Spatial annotation records

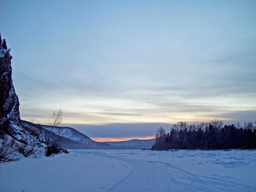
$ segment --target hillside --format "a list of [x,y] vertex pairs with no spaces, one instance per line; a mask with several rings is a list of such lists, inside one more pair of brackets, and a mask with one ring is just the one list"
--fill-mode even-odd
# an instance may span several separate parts
[[58,142],[67,148],[108,148],[106,143],[97,142],[71,127],[59,127],[32,123],[21,120],[22,126],[28,130],[42,134],[45,138],[50,137],[50,143]]
[[124,142],[105,142],[113,147],[118,147],[124,149],[142,149],[151,148],[154,144],[155,139],[132,139]]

What to work on —
Substitute "ridge" for every occurrence of "hillside" in the entries above and give all their lines again with nothing else changed. Leave out the pictures.

Answer for the task —
$ segment --target ridge --format "a list of [x,y] vertex pairs with no spaces, one instance per line; a mask with several rings is a list of such lists, inside one more pair of brackets, and a mask with one ring is just the one list"
--fill-mode even-odd
# an instance may span several separate parts
[[58,142],[67,148],[108,148],[106,143],[97,142],[71,127],[59,127],[32,123],[21,120],[22,126],[28,130],[42,134],[45,138],[50,137],[50,143]]
[[124,142],[105,142],[113,147],[118,147],[124,149],[142,149],[151,148],[154,144],[155,139],[132,139]]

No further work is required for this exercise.